JOB -
Rescale the stretch from the line that contains "Task: point to every instance of the small" through the end of the rows: write out every line again, requests included, with each x and y coordinate in the answers multiplied by 1.25 and rounded to a whole number, halves up. Leave the numbers in the requests and their format samples unchanged.
##### DATASET
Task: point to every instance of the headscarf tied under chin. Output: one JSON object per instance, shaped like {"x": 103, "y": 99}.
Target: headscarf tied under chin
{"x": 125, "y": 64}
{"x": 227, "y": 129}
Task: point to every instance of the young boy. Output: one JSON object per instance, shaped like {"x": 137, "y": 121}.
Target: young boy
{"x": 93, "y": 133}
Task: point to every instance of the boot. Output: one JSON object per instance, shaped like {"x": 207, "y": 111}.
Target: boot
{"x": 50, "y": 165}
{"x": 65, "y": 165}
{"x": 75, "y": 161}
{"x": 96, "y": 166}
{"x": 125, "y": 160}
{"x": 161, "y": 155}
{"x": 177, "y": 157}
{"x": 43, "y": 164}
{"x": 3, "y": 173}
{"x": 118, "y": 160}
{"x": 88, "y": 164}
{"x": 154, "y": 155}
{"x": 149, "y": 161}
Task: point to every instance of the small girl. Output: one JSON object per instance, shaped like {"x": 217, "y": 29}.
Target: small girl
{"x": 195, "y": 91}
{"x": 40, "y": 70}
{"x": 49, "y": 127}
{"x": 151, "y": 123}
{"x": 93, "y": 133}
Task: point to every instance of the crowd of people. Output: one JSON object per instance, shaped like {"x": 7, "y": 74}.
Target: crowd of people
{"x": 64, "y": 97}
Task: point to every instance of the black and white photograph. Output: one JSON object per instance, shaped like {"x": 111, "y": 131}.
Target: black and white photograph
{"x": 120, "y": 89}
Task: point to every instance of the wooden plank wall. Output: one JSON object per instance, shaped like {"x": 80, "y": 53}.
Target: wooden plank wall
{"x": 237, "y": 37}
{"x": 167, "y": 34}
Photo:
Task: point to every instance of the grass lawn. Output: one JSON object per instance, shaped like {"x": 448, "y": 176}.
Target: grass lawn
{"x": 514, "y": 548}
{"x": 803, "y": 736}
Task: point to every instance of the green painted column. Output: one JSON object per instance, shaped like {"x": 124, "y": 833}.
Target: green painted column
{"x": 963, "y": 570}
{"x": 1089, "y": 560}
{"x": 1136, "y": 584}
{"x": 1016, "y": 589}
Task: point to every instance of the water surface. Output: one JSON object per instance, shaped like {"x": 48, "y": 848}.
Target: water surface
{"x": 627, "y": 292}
##########
RESPONSE BELOW -
Task: point to every instance of the small girl. Output: one JSON object per instance, shaped like {"x": 217, "y": 29}.
Target: small girl
{"x": 244, "y": 114}
{"x": 50, "y": 88}
{"x": 61, "y": 159}
{"x": 189, "y": 154}
{"x": 116, "y": 166}
Task: point to every instance of the crowd of people. Output: one JSON object per instance, shaped like {"x": 7, "y": 74}.
Target: crowd of people
{"x": 80, "y": 121}
Task: point to every instance of the black and white photograph. Output: one JSON object per instance, shaped like {"x": 111, "y": 131}.
Target: black and white photograph
{"x": 150, "y": 111}
Task: point to every instance of the wooden plank wall. Output: one JSON object per instance, shaped like {"x": 80, "y": 53}.
Target: wooden plank wall
{"x": 296, "y": 46}
{"x": 209, "y": 43}
Photo:
Task: point to every instance of the grass lawn. Output: one JSON object per instance, shaped like {"x": 448, "y": 176}.
Target: grass lawn
{"x": 643, "y": 685}
{"x": 1004, "y": 920}
Task: point to every instance of the green painted column. Output: one JSON object per instance, shaped like {"x": 124, "y": 833}.
Target: green painted column
{"x": 1204, "y": 713}
{"x": 1361, "y": 700}
{"x": 1420, "y": 730}
{"x": 1270, "y": 736}
Task: point to every instance of the water surface. Output: one JSON object per instance, shaped like {"x": 48, "y": 848}.
Target: water surface
{"x": 784, "y": 365}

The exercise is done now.